Assignment. The answer must consist solely of the line containing "Target: white cloud" and every line after it in the records below, through the last, each reproduced exactly.

Data supplied.
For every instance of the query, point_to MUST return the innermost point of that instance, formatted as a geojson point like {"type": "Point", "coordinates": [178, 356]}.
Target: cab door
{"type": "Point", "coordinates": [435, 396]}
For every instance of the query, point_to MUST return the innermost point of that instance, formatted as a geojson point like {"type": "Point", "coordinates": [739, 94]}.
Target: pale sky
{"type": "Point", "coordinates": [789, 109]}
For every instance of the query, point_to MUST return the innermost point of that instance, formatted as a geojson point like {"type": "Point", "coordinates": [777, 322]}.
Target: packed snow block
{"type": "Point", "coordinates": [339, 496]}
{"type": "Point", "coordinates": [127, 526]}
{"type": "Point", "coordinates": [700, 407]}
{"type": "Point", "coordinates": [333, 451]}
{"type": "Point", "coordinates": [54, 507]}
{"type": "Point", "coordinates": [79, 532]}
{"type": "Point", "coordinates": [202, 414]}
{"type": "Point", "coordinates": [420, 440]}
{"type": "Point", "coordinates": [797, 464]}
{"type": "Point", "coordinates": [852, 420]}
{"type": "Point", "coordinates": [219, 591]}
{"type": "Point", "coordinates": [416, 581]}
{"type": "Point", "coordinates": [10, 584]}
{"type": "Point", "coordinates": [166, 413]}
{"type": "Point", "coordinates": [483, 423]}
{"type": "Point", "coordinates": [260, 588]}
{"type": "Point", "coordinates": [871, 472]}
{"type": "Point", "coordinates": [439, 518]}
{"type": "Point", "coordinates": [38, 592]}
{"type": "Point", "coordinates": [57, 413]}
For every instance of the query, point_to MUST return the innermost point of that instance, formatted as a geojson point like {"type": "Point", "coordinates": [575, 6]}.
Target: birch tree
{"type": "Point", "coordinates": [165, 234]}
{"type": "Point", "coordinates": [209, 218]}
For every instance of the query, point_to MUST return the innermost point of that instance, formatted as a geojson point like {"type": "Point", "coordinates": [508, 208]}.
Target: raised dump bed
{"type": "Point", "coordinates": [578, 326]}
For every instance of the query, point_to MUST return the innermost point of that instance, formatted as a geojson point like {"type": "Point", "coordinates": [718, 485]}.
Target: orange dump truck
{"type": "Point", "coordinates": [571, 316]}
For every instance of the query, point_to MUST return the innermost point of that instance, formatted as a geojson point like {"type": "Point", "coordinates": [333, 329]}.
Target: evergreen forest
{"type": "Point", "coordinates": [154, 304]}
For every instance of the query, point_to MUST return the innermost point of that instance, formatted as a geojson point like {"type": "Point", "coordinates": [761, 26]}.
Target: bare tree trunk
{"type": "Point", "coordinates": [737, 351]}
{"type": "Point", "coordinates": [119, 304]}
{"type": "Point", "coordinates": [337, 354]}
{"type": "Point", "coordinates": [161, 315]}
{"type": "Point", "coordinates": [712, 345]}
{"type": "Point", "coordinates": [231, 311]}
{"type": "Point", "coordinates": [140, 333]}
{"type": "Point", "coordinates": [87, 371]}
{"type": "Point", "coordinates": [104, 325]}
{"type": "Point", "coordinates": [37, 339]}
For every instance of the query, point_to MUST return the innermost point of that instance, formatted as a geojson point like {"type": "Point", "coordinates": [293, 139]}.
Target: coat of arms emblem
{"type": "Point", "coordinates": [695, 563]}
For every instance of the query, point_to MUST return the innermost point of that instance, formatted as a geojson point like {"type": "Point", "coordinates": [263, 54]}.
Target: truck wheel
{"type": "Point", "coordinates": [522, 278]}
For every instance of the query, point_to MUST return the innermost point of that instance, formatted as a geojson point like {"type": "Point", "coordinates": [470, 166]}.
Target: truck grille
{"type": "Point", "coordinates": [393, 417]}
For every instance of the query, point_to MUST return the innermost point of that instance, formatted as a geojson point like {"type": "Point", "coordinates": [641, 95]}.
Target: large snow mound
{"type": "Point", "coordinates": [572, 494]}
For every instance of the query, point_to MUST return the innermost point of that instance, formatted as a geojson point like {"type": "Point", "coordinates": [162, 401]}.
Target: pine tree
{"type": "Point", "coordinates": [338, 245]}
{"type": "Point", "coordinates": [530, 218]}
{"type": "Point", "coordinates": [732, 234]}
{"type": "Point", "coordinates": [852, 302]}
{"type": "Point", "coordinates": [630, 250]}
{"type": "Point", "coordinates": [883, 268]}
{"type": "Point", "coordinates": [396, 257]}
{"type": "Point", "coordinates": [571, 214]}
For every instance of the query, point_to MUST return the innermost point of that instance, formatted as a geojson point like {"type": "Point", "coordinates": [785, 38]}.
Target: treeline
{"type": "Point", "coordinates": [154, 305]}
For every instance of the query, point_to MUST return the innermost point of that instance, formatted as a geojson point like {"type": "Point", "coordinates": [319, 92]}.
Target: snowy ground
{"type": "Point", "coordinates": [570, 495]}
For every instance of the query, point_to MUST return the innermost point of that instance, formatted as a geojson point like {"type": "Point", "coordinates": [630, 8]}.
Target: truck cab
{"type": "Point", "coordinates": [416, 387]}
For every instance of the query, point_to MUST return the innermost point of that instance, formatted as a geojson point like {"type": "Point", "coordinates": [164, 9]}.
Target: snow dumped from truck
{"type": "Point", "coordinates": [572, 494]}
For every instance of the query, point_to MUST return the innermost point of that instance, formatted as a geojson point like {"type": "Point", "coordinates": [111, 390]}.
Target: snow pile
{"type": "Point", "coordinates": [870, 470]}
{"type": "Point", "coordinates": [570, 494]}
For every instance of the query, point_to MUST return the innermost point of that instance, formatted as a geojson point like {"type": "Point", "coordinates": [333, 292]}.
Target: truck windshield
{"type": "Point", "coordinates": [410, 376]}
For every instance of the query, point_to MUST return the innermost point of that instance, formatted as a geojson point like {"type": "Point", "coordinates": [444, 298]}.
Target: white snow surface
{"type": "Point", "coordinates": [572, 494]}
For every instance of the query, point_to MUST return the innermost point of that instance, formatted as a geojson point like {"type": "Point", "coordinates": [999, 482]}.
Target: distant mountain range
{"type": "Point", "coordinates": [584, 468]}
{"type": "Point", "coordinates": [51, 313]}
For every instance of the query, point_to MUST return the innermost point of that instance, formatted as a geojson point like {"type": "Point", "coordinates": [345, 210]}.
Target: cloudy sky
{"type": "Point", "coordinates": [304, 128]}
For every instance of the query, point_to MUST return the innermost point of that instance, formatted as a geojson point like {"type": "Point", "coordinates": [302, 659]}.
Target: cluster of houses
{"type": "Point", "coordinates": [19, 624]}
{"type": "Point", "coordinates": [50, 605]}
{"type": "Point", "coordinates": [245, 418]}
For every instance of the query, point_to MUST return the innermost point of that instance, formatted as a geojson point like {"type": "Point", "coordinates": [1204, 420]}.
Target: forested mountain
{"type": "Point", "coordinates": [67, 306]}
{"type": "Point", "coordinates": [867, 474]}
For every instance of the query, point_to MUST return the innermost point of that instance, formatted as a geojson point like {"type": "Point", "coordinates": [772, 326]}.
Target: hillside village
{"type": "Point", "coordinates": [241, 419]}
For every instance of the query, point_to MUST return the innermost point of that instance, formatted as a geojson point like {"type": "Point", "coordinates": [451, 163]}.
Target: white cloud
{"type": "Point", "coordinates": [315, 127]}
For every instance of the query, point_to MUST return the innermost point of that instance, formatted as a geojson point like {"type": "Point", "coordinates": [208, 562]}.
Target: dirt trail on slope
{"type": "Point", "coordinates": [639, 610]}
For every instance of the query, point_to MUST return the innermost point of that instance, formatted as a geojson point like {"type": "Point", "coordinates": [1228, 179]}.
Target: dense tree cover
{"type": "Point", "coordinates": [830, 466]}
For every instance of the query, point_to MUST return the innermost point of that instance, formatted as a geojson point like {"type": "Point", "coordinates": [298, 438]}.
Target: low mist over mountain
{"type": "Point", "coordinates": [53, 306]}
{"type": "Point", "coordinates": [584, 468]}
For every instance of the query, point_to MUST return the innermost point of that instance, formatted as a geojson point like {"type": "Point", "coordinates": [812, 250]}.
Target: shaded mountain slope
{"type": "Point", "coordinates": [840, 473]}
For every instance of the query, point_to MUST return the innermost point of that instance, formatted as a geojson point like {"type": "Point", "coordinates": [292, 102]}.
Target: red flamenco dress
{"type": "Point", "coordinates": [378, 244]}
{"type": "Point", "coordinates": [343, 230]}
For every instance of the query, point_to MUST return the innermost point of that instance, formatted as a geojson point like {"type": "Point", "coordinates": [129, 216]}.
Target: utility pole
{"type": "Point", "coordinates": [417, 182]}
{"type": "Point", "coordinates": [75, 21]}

Exercise output.
Target: white cloud
{"type": "Point", "coordinates": [315, 127]}
For every instance of the query, point_to MUST return the innermost point of that instance, formatted as a geojson point like {"type": "Point", "coordinates": [208, 562]}.
Target: dirt trail on slope
{"type": "Point", "coordinates": [639, 610]}
For every instance of the query, point_to MUST return the innermost point of that instance, formatted as a geojson point like {"type": "Point", "coordinates": [1228, 179]}.
Target: dense tree cover
{"type": "Point", "coordinates": [830, 466]}
For every instance of the query, point_to MUST return the innermost point of that instance, formatted as a geojson point like {"type": "Point", "coordinates": [298, 438]}.
Target: low mist over mountain
{"type": "Point", "coordinates": [53, 306]}
{"type": "Point", "coordinates": [584, 468]}
For every instance of the query, point_to MUST return the innermost point of that instance, formatted as a geojson point like {"type": "Point", "coordinates": [812, 250]}.
Target: shaded mountain slope
{"type": "Point", "coordinates": [840, 473]}
For every instance of the query, point_to MUST return the innermost point of that instance, formatted as a geojson point like {"type": "Point", "coordinates": [292, 102]}.
Target: red flamenco dress
{"type": "Point", "coordinates": [378, 244]}
{"type": "Point", "coordinates": [343, 230]}
For every instance of the query, point_to MUST return the innermost point of that instance, formatted as a geojson point like {"type": "Point", "coordinates": [129, 216]}.
Target: utility pole
{"type": "Point", "coordinates": [417, 182]}
{"type": "Point", "coordinates": [75, 21]}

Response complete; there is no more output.